> _Fragmenty zbioru danych do wskazywania punktów_

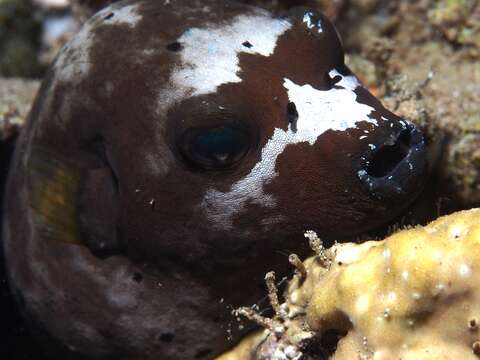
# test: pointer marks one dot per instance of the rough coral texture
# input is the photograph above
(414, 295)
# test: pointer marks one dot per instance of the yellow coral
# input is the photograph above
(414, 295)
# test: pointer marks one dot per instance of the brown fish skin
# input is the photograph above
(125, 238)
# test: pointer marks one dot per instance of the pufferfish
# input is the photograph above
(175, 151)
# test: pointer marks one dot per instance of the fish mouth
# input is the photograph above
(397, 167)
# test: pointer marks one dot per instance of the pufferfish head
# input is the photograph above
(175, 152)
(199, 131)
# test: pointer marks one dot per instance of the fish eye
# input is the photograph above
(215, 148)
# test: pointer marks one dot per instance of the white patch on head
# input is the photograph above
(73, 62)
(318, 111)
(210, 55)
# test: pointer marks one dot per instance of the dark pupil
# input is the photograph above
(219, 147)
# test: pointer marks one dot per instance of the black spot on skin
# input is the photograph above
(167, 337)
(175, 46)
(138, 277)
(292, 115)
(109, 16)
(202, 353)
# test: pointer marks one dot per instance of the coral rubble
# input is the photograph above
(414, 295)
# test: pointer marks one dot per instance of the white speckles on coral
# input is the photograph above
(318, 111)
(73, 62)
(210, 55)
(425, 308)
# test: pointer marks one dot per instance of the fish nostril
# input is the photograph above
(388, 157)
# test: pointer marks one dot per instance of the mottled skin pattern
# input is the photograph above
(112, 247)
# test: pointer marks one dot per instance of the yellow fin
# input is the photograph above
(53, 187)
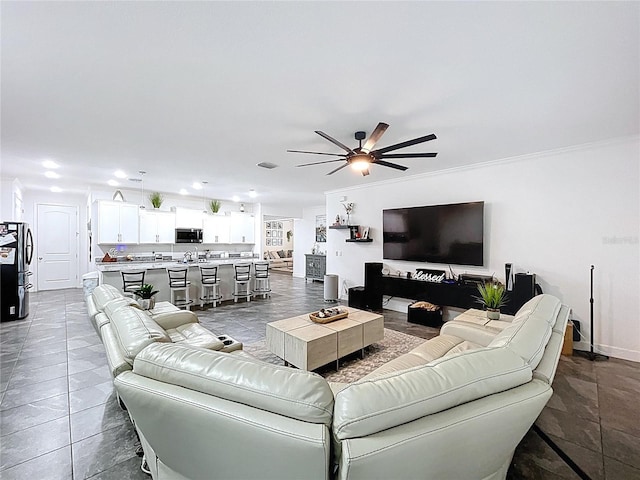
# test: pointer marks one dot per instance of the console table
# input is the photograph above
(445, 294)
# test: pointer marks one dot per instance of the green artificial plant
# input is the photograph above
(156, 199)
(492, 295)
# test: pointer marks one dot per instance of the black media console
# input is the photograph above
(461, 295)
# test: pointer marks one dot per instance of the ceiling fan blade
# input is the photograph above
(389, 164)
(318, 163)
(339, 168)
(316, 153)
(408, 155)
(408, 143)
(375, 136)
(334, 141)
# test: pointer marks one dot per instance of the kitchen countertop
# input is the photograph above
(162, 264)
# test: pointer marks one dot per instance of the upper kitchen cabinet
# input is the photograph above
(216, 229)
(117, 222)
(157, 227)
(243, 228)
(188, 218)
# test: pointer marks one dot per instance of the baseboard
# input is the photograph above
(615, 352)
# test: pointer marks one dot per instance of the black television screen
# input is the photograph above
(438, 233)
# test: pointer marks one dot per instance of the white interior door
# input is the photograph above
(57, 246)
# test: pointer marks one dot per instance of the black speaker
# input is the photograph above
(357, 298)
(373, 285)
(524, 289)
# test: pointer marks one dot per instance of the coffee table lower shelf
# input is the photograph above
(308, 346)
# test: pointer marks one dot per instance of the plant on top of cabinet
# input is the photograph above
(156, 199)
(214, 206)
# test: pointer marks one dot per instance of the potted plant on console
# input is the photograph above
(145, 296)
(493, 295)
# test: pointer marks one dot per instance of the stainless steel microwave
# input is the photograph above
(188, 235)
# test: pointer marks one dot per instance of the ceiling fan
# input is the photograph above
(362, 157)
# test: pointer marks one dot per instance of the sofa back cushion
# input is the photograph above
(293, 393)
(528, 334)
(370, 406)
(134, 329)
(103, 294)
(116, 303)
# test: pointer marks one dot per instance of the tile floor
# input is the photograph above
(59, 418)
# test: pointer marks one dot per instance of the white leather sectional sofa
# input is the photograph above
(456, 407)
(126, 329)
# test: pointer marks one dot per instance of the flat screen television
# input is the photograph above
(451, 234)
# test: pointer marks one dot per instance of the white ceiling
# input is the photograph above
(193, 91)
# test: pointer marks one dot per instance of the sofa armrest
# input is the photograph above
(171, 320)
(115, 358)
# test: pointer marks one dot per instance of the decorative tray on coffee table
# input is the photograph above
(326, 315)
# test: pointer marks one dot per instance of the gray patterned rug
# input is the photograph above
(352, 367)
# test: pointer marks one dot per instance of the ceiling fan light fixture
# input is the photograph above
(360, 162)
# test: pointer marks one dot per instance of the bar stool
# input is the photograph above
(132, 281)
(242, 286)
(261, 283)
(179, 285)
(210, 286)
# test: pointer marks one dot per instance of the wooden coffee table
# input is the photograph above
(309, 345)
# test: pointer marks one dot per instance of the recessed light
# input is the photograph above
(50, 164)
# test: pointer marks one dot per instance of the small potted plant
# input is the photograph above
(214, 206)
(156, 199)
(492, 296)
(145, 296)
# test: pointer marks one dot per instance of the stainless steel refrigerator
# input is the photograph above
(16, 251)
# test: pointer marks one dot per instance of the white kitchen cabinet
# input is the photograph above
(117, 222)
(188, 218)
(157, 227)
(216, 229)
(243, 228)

> _Opis zadania_
Przedstaw wszystkie wiersze powyższych pozycji jako tabelę Markdown z kolumnami „Nr” i „Wiersz”, pomijając puste wiersze. Obrazy pomiń w odpowiedzi.

> _Rozwiązanie zadania_
| Nr | Wiersz |
|---|---|
| 1 | # test: pointer marks one dot per instance of the rough coral texture |
| 2 | # input is the photograph above |
| 3 | (414, 295) |
| 4 | # test: pointer marks one dot per instance of the yellow coral |
| 5 | # input is the photograph above |
| 6 | (414, 295) |
| 7 | # test: pointer marks one dot per instance of the brown fish skin |
| 8 | # input is the photograph above |
| 9 | (125, 238) |
| 10 | # test: pointer marks one dot per instance of the pufferfish |
| 11 | # input is the photograph above |
| 12 | (175, 151) |
| 13 | # test: pointer marks one dot per instance of the fish mouth |
| 14 | # input is the photograph above |
| 15 | (397, 167) |
| 16 | # test: pointer marks one dot per instance of the pufferfish head |
| 17 | # input is the photograph above |
| 18 | (175, 152) |
| 19 | (199, 131) |
| 20 | # test: pointer marks one dot per instance of the fish eye |
| 21 | # input is the photograph above |
| 22 | (215, 148) |
| 23 | # test: pointer marks one dot per instance of the white patch on head |
| 24 | # input is the photograph above |
| 25 | (73, 62) |
| 26 | (318, 111) |
| 27 | (210, 55) |
| 28 | # test: pointer marks one dot per instance of the dark pupil |
| 29 | # input is the photograph above |
| 30 | (219, 147) |
| 31 | # test: pointer marks one dot per instance of the black spot on skin |
| 32 | # input is the photograph above |
| 33 | (167, 337) |
| 34 | (175, 46) |
| 35 | (138, 277) |
| 36 | (292, 115) |
| 37 | (109, 16) |
| 38 | (202, 353) |
| 39 | # test: pointer marks one dot per instance of the coral rubble |
| 40 | # input is the photograph above |
| 41 | (414, 295) |
| 42 | # test: pointer marks one dot per instance of the white speckles on coral |
| 43 | # input is the photograph above |
| 44 | (318, 111) |
| 45 | (73, 62) |
| 46 | (210, 55) |
| 47 | (425, 308) |
| 48 | # test: pointer marks one dot per instance of the fish nostril |
| 49 | # input is the photograph above |
| 50 | (388, 157) |
| 51 | # test: pointer marks one dot per instance of the mottled skin pattern |
| 52 | # input is the photograph above |
| 53 | (112, 247) |
| 54 | # test: pointer marks one dot per instance of the yellow fin |
| 55 | # input is the photograph above |
| 56 | (53, 187) |
| 57 | # test: pointer marks one dot per instance of the console table |
| 58 | # input is the photograph above |
| 59 | (445, 294) |
| 60 | # test: pointer marks one dot per instance of the green artificial plant |
| 61 | # input is the photograph above |
| 62 | (156, 199) |
| 63 | (492, 295) |
| 64 | # test: pointer marks one dot per instance of the black media console |
| 65 | # input is the photograph above |
| 66 | (461, 295) |
| 67 | # test: pointer marks one dot per instance of the ceiling fan blade |
| 68 | # input is the photograph above |
| 69 | (389, 164) |
| 70 | (318, 163) |
| 71 | (339, 168) |
| 72 | (316, 153) |
| 73 | (408, 155) |
| 74 | (408, 143) |
| 75 | (375, 136) |
| 76 | (334, 141) |
| 77 | # test: pointer marks one dot per instance of the kitchen countertop |
| 78 | # input is the photograph above |
| 79 | (162, 264) |
| 80 | # test: pointer marks one dot per instance of the upper kitchen cabinet |
| 81 | # input is the photograph above |
| 82 | (216, 229) |
| 83 | (117, 222) |
| 84 | (157, 227) |
| 85 | (243, 228) |
| 86 | (188, 218) |
| 87 | # test: pointer marks one dot per instance of the baseboard |
| 88 | # input is the photograph above |
| 89 | (615, 352) |
| 90 | # test: pointer marks one dot per instance of the black television screen |
| 91 | # input is the photograph above |
| 92 | (438, 233) |
| 93 | # test: pointer marks one dot per instance of the white interior door |
| 94 | # input is the photograph above |
| 95 | (57, 246) |
| 96 | # test: pointer marks one dot per instance of the black speaker |
| 97 | # input is the photograph above |
| 98 | (357, 298) |
| 99 | (373, 285) |
| 100 | (524, 289) |
| 101 | # test: pointer marks one dot per instance of the coffee table lower shelf |
| 102 | # input is the photograph above |
| 103 | (308, 346) |
| 104 | # test: pointer marks one dot per instance of the plant on top of cabinet |
| 105 | # input is the photograph above |
| 106 | (156, 199) |
| 107 | (214, 206) |
| 108 | # test: pointer marks one dot per instance of the potted plant on console |
| 109 | # input is the photograph above |
| 110 | (145, 296) |
| 111 | (493, 295) |
| 112 | # test: pointer marks one dot per instance of the stainless steel microwave |
| 113 | # input is the photograph above |
| 114 | (188, 235) |
| 115 | # test: pointer marks one dot per instance of the ceiling fan |
| 116 | # input is the photograph above |
| 117 | (362, 157) |
| 118 | # test: pointer marks one dot per instance of the sofa back cushion |
| 119 | # input is the photograph above |
| 120 | (293, 393) |
| 121 | (528, 334) |
| 122 | (370, 406) |
| 123 | (134, 329) |
| 124 | (103, 294) |
| 125 | (116, 303) |
| 126 | # test: pointer marks one dot per instance of the tile floor |
| 127 | # input is the photograph above |
| 128 | (59, 418) |
| 129 | # test: pointer marks one dot per instance of the white leather sectional sofa |
| 130 | # input is the photograph above |
| 131 | (456, 407) |
| 132 | (126, 329) |
| 133 | # test: pointer marks one dot per instance of the flat screen television |
| 134 | # input is the photograph above |
| 135 | (451, 234) |
| 136 | # test: pointer marks one dot per instance of the white ceiling |
| 137 | # input is the photograph above |
| 138 | (193, 91) |
| 139 | # test: pointer marks one dot per instance of the sofa armrest |
| 140 | # input is the photograph above |
| 141 | (171, 320) |
| 142 | (115, 358) |
| 143 | # test: pointer marks one dot per instance of the decorative tray on coffee table |
| 144 | # input is the photograph above |
| 145 | (326, 315) |
| 146 | # test: pointer marks one dot per instance of the gray patterned rug |
| 147 | # input is the photograph above |
| 148 | (352, 367) |
| 149 | # test: pointer marks one dot per instance of the ceiling fan light fixture |
| 150 | # input is the photograph above |
| 151 | (360, 162) |
| 152 | # test: pointer marks one dot per instance of the bar stool |
| 153 | # input is the photograph above |
| 154 | (132, 281) |
| 155 | (242, 286) |
| 156 | (261, 283) |
| 157 | (179, 285) |
| 158 | (210, 286) |
| 159 | # test: pointer marks one dot per instance of the wooden coffee table |
| 160 | # input is the photograph above |
| 161 | (309, 345) |
| 162 | # test: pointer marks one dot per instance of the recessed light |
| 163 | # input is the photograph above |
| 164 | (50, 164) |
| 165 | # test: pointer marks one dot per instance of the small potted plant |
| 166 | # input is the photograph above |
| 167 | (214, 206) |
| 168 | (156, 199) |
| 169 | (492, 296) |
| 170 | (145, 296) |
| 171 | # test: pointer marks one dot per instance of the stainless steel refrigerator |
| 172 | # input is the photograph above |
| 173 | (16, 251) |
| 174 | # test: pointer marks one dot per instance of the white kitchen cabinet |
| 175 | # input is the photograph above |
| 176 | (117, 222) |
| 177 | (188, 218) |
| 178 | (157, 227) |
| 179 | (216, 229) |
| 180 | (243, 228) |